- _Problem 1_: In the genomics chatbot README, substitute "workspace" for "environment" in everything from "- Rocky Linux" down to "the running shell.".
- _Problem 2_:
Answer these questions from the genomics chatbot README:
(a) About how much RAM does the tool need?
(b) Which Ubuntu release was it tested on?
(c) Which script sets up the conda/mamba environment?
- _Problem 3_: Carry on writing the genomics chatbot README from where it stops.
--- Document extract Enclosed Below ---
This is a project to create a 'chatbot' learning tool using a library of genomics information with a RAG-LLM and conversation history/memory- so that people can query it with questions about genomics and oxidative stress in order to learn more about the kinds of things I/my lab research.
- bash and curl or wget (one required for downloading installers/models).
- Approximately 45 GB of RAM (preferably GPU VRAM). Running with less than 45 GB of VRAM will result in very slow answers (bot could take up to a couple minutes per query).
- Tested on:
- Ubuntu 22.04 (native and WSL)
- Rocky Linux 8.10
Important: pipeline.sh must be sourced (not executed) so it can export and activate the conda/mamba environment into your current shell session.
Use:
source pipeline.sh [options]
Why source? The install step (install-mamba-and-ollama.sh) sets up a conda/mamba environment and pipeline.sh activates that environment and exports variables that the rest of the session needs. Running pipeline.sh in a subshell (bash ./pipeline.sh) will not preserve those environment changes in the running shell.
--- End of Enclosed Document extract ---
--- Data Enclosed Below ---
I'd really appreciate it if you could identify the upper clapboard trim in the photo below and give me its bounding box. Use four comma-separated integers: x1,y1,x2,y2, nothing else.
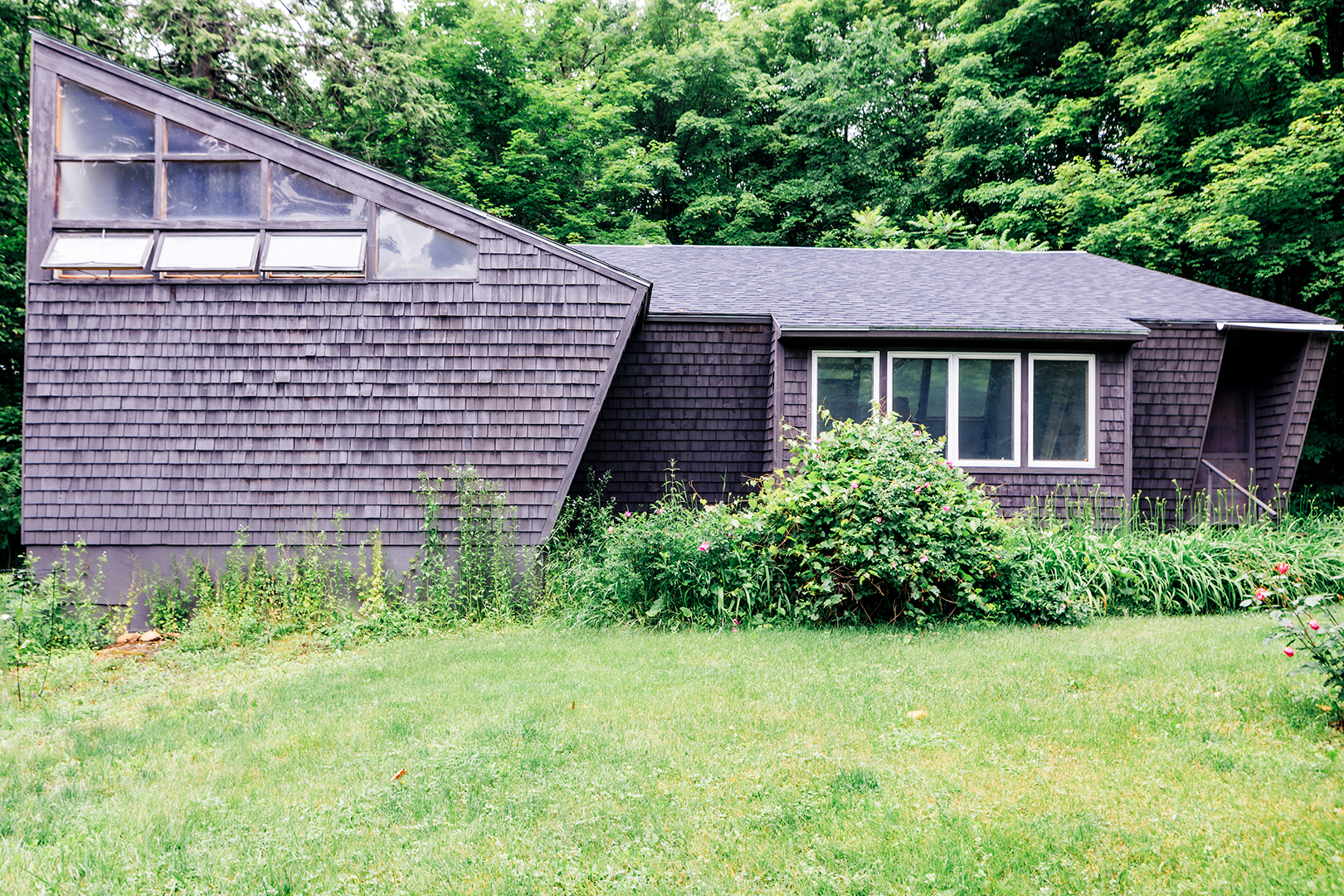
30,31,650,291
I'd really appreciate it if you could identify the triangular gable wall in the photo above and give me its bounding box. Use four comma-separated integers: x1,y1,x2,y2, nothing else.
24,35,649,547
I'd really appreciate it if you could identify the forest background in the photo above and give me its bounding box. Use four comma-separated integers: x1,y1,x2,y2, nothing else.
0,0,1344,558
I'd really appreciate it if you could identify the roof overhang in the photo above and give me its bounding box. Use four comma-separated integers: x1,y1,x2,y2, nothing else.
1214,321,1344,334
780,325,1149,343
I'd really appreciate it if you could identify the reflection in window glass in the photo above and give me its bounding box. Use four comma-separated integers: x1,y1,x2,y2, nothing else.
164,161,261,221
957,358,1015,460
56,161,154,221
164,121,236,156
815,354,876,436
377,208,475,280
41,234,153,269
56,80,154,156
270,164,366,221
1031,360,1088,460
154,234,258,271
891,358,947,439
261,234,364,271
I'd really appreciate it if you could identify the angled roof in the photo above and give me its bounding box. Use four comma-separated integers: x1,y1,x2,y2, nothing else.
30,31,649,289
577,246,1333,337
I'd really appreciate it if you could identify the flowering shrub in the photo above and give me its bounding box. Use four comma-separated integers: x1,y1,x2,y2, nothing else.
546,480,783,625
1264,594,1344,720
1242,562,1344,722
738,412,1010,622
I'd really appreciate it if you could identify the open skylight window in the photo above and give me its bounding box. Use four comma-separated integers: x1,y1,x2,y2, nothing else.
261,234,364,274
41,234,154,270
153,234,261,271
377,208,477,280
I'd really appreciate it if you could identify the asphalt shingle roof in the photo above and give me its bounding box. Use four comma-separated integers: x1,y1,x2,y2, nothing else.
575,246,1332,334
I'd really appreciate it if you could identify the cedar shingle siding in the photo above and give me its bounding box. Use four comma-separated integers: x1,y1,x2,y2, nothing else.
23,37,1332,601
24,263,635,545
575,319,773,509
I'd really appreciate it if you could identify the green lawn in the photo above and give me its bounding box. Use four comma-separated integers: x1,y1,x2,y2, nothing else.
0,616,1344,896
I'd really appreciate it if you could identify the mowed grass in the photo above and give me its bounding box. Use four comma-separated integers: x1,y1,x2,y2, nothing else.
0,616,1344,896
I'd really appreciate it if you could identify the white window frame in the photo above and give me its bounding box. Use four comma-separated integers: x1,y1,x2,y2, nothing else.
892,352,1021,467
808,349,882,442
1027,352,1097,469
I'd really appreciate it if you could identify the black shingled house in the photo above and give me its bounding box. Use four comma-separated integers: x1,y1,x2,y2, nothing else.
23,35,1337,599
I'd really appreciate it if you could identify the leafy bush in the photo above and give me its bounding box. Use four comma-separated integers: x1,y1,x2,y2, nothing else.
741,412,1010,622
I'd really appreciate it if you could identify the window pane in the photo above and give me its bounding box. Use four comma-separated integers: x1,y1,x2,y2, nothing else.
957,358,1016,460
261,234,364,271
270,164,366,221
154,234,258,270
816,354,874,431
1031,360,1088,460
56,80,154,156
164,161,261,221
56,161,154,221
41,234,153,269
377,208,475,280
164,121,238,156
891,358,947,439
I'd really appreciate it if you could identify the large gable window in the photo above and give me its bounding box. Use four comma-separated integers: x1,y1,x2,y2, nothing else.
377,208,475,280
43,78,477,280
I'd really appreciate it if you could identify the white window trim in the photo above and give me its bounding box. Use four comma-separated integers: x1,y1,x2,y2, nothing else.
1027,353,1097,469
808,349,882,442
892,352,1021,467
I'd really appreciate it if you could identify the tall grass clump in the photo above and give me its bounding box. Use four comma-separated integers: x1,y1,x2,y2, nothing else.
546,460,791,626
0,542,111,705
416,466,536,622
1013,512,1344,612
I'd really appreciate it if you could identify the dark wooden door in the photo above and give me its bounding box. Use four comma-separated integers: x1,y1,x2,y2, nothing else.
1195,376,1255,523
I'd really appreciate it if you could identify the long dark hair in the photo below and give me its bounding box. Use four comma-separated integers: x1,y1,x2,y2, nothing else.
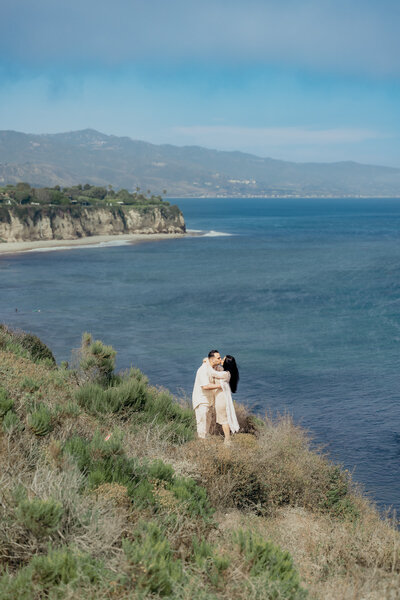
222,354,239,394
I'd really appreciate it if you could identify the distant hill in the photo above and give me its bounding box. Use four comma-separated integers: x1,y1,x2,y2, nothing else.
0,129,400,197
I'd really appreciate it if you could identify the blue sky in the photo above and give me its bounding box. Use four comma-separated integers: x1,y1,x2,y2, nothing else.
0,0,400,167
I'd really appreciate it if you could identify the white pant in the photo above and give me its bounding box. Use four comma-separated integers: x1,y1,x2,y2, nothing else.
195,404,212,438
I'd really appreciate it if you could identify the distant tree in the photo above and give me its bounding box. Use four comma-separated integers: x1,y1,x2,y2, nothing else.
85,187,107,200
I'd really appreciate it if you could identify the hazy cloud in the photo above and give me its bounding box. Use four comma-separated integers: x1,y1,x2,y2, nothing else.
0,0,400,76
172,125,387,148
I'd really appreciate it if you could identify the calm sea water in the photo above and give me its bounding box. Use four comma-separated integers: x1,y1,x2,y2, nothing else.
0,199,400,509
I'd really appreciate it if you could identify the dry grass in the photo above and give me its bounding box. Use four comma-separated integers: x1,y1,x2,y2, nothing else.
0,332,400,600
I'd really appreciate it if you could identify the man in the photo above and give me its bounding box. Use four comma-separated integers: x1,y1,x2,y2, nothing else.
192,350,222,439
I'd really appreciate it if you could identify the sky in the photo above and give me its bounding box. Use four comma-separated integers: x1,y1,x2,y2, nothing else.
0,0,400,167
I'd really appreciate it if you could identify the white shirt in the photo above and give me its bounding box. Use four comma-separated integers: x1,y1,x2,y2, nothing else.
192,362,214,408
192,361,226,409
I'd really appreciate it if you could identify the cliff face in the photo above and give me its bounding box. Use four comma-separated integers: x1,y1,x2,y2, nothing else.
0,205,185,242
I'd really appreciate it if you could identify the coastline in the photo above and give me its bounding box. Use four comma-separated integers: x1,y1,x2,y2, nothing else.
0,233,186,256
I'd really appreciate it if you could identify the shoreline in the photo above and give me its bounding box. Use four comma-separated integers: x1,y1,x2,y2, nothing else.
0,233,186,256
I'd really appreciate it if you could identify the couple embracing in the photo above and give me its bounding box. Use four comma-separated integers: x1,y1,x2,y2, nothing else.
192,350,239,445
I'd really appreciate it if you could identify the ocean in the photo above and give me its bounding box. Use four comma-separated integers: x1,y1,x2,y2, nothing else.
0,198,400,510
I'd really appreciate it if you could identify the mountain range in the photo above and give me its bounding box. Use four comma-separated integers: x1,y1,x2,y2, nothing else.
0,129,400,197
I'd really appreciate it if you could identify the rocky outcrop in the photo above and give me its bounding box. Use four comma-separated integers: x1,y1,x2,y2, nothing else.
0,205,185,242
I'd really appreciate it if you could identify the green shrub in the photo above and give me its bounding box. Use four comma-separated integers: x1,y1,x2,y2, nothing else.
321,466,359,519
21,377,40,393
190,536,230,587
54,400,81,417
16,498,64,536
28,404,53,437
0,325,56,367
2,410,22,435
0,548,111,600
234,530,306,600
122,521,183,596
0,388,14,419
79,332,117,385
63,432,213,520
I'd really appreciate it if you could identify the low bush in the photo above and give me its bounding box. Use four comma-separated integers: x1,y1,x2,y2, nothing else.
21,377,41,393
28,403,53,437
185,417,358,519
0,548,111,600
2,410,23,435
78,332,117,386
0,324,56,366
64,432,213,520
16,498,63,536
122,521,183,596
234,530,307,600
75,378,195,444
0,387,14,419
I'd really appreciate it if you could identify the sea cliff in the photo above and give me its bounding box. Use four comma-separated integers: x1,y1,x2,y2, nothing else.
0,205,185,242
0,324,400,600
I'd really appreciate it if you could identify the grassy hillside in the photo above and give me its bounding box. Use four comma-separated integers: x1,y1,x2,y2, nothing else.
0,326,400,600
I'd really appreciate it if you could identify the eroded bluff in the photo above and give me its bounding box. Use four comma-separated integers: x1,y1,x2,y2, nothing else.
0,205,186,242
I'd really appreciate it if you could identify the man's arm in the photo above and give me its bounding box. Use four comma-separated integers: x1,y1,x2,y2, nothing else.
201,383,222,390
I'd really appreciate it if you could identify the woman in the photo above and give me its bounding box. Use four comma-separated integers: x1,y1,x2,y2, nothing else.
215,354,239,446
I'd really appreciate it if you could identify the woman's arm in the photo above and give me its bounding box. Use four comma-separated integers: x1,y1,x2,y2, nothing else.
211,369,231,381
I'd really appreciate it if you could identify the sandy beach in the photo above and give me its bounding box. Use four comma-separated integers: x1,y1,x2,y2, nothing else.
0,233,186,255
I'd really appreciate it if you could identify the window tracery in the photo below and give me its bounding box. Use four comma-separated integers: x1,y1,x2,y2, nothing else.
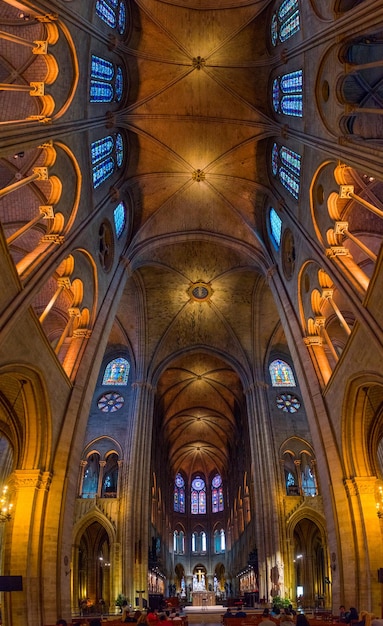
190,476,206,515
113,202,126,239
211,474,224,513
90,133,124,189
271,0,300,46
96,0,126,35
271,143,302,200
269,208,282,250
102,357,130,386
273,69,303,117
269,359,296,387
89,54,124,103
173,473,185,513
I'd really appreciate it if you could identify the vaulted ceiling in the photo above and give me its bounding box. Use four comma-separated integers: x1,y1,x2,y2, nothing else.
112,0,277,475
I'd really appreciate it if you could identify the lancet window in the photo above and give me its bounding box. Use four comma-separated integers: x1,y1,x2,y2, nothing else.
269,208,282,250
211,474,224,513
102,357,130,386
190,476,206,515
271,0,301,46
113,202,126,239
273,70,303,117
89,54,124,102
91,133,124,189
191,530,207,554
269,359,296,387
96,0,126,35
213,528,226,554
271,143,302,200
173,530,185,554
173,473,185,513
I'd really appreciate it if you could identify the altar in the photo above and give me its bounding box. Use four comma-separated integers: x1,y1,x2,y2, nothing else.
192,591,215,606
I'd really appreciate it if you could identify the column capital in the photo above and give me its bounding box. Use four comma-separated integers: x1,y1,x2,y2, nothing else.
303,335,323,347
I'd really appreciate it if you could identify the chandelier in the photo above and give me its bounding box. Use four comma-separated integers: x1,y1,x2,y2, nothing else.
0,486,13,523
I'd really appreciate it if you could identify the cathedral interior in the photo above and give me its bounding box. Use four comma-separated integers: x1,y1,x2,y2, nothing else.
0,0,383,626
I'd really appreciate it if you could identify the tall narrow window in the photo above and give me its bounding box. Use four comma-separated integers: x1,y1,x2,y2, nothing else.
211,474,224,513
273,70,303,117
89,54,124,102
173,474,185,513
271,143,302,200
269,359,296,387
96,0,126,35
102,357,130,385
190,476,206,515
113,202,126,239
269,208,282,250
271,0,301,46
90,133,124,189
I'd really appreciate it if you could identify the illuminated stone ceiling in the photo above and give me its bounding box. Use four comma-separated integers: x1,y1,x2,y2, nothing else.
112,0,277,474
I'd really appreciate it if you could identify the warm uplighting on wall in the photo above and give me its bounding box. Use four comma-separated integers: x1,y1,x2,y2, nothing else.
376,485,383,519
0,487,13,522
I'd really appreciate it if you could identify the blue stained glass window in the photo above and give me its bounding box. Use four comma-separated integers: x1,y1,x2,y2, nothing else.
93,157,114,189
269,359,296,387
114,67,124,102
273,78,281,113
279,146,301,176
281,94,303,117
90,80,114,102
116,133,124,167
279,11,301,42
272,70,303,117
269,208,282,249
271,143,279,176
279,167,299,199
173,474,185,513
211,474,223,513
117,2,126,35
113,202,126,239
96,0,126,35
271,0,301,46
190,476,206,515
91,135,114,165
91,133,124,189
96,0,117,28
278,0,298,20
91,54,114,80
89,54,124,102
271,13,278,46
271,143,302,199
102,357,130,385
280,70,303,93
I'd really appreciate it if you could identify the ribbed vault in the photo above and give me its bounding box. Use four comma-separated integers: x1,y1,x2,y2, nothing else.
118,0,275,476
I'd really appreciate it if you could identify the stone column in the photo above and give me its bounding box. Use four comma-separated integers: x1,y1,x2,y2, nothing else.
122,382,155,605
245,382,281,601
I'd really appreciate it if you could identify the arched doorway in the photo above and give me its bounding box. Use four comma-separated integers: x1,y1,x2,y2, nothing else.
293,517,331,608
73,521,113,615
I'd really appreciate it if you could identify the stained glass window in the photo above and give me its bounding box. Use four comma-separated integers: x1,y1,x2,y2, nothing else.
90,133,124,189
89,54,124,102
113,202,126,239
271,143,302,199
102,357,130,386
97,392,124,413
211,474,224,513
269,359,296,387
190,476,206,515
269,208,282,249
173,473,185,513
270,0,301,46
272,70,303,117
96,0,126,35
276,393,301,413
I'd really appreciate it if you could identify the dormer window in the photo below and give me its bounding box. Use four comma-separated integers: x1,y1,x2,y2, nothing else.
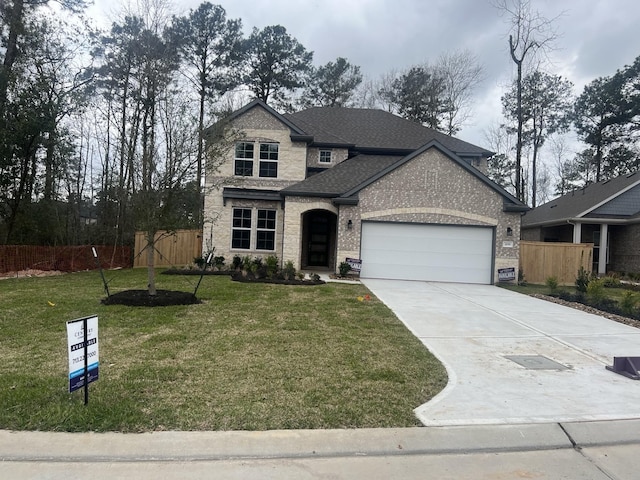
320,150,331,163
234,142,253,177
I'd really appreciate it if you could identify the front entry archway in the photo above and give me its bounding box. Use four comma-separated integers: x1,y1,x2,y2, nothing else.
300,210,337,268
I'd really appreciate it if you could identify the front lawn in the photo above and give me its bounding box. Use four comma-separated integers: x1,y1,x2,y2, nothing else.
0,269,447,432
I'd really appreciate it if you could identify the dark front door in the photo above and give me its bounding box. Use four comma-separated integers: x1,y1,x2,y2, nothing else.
307,212,332,267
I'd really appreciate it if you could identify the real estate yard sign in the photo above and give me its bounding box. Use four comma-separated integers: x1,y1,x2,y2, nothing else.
67,316,100,398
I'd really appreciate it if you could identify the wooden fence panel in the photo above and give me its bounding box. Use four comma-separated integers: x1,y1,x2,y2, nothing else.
520,241,593,285
133,230,202,267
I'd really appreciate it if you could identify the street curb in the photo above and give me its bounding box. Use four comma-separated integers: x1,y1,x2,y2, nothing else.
0,424,573,462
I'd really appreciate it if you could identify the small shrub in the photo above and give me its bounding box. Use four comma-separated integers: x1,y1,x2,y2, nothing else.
518,268,527,285
282,260,296,280
587,279,606,303
602,273,620,288
213,255,224,270
576,267,591,293
544,276,558,293
241,255,253,272
264,255,278,278
338,262,351,277
620,290,638,315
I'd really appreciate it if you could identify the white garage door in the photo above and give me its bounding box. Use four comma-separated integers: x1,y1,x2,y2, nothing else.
360,222,493,284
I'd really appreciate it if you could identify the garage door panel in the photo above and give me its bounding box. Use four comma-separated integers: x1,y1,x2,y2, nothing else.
361,222,493,283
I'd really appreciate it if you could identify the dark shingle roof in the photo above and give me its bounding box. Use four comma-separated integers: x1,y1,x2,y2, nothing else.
282,155,403,198
281,140,529,212
522,172,640,227
283,107,493,157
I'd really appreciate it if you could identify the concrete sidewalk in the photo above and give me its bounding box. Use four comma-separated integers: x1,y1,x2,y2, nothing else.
0,420,640,480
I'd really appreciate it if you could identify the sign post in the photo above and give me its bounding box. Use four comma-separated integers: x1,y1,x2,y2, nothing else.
91,247,109,297
498,267,516,282
67,315,100,405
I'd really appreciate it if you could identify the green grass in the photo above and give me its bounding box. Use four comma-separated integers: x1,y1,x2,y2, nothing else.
0,269,447,432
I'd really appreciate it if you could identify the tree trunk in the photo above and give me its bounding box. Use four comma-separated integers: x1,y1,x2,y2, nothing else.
516,61,524,200
147,230,157,296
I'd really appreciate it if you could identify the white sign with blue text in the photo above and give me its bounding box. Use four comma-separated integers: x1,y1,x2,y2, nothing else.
67,316,100,392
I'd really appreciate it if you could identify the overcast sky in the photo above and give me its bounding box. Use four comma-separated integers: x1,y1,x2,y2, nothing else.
91,0,640,146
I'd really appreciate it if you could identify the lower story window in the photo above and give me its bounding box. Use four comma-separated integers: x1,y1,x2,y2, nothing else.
231,208,276,251
256,210,276,251
231,208,251,250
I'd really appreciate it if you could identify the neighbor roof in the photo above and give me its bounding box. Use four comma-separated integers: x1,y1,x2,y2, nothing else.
282,107,493,157
522,172,640,227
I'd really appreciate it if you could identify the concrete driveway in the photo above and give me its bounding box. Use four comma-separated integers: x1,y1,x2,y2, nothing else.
363,279,640,426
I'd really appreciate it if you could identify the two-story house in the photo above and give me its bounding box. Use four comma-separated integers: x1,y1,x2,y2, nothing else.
203,100,528,284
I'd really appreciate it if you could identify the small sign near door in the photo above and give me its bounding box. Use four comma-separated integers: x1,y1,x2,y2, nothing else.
345,257,362,273
498,267,516,282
--- End of Enclosed Data ---
- _Exercise result 1_:
- Rocky Linux 8.10
Important: pipeline.sh must be sourced (not executed) so it can export and activate the conda/mamba workspace into your current shell session.
Use:
source pipeline.sh [options]
Why source? The install step (install-mamba-and-ollama.sh) sets up a conda/mamba workspace and pipeline.sh activates that workspace and exports variables that the rest of the session needs. Running pipeline.sh in a subshell (bash ./pipeline.sh) will not preserve those workspace changes in the running shell.

- _Exercise result 2_:
(a) Approximately 45 GB, preferably GPU VRAM.
(b) Ubuntu 22.04, both native and under WSL.
(c) install-mamba-and-ollama.sh.

- _Exercise result 3_:
Note: This chatbot allows incorporation of additional documents to the vector store if you would like to add more information to it's knowledge base (to ask questions about). Just put the documents in the folder new_docs/ use the 'add a document' command and follow the prompts to do so.
-
Run install-only (perform installation of necessary dependencies and build Chroma db only):
source pipeline.sh -i -
Run chat-only (skip installation steps if already configured and start the chat interface):
source pipeline.sh -c
- pipeline.sh supports options to set custom installation locations for mamba and ollama. Example usage (replace with the exact option names found at the top of pipeline.sh if they differ):
source pipeline.sh -m /custom/mamba/path -o /custom/ollama/path
- See the top of pipeline.sh for the exact option names and any additional flags it supports.
- Always source pipeline.sh in the same shell where you want to run the chat or other commands that rely on the activated environment.